= What is required =
When you copy the data, keep every word exactly as it is and leave the pictures out.
+++ Input data
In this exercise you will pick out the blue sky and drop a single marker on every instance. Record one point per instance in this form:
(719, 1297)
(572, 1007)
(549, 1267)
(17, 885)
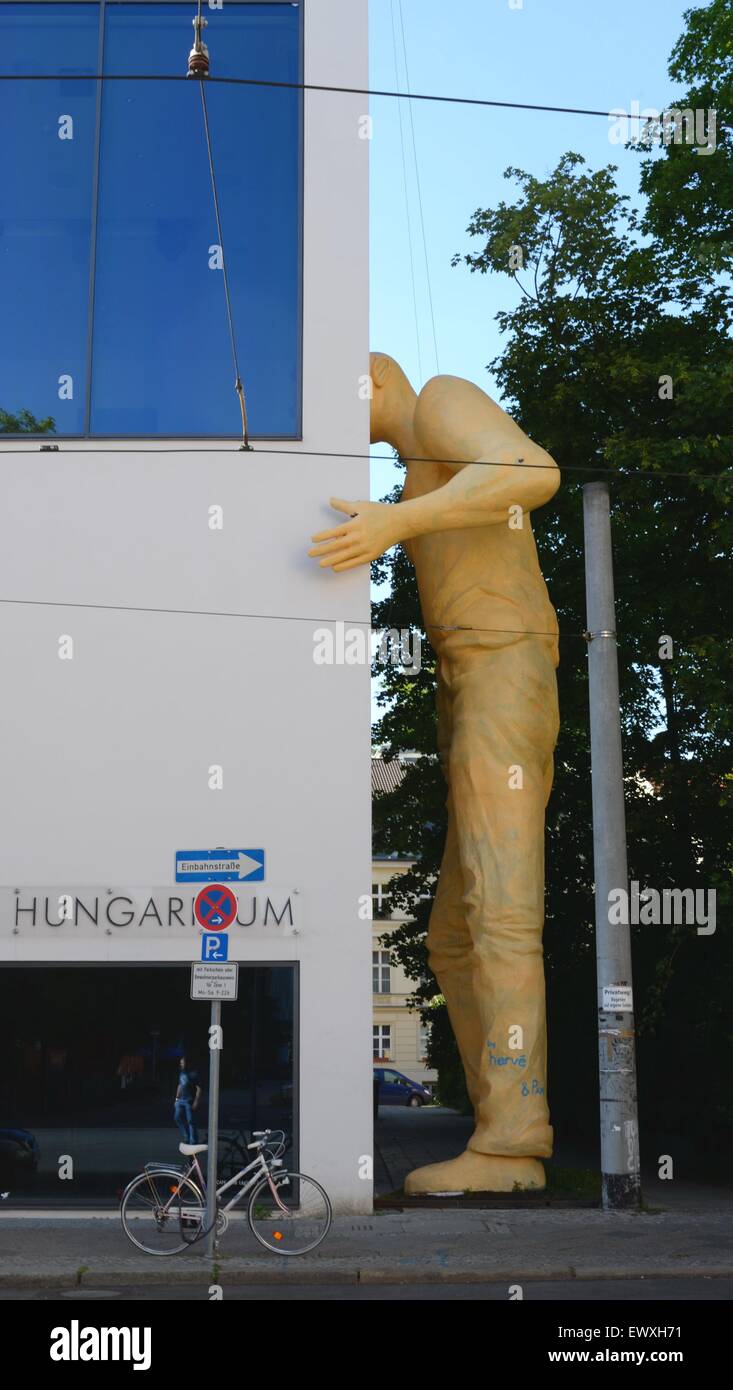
++++++
= Output below =
In this exercise you will pick out the blue sky and drop a single marker on every instance. Record one point per instance in this form:
(719, 1297)
(572, 1007)
(549, 1267)
(17, 885)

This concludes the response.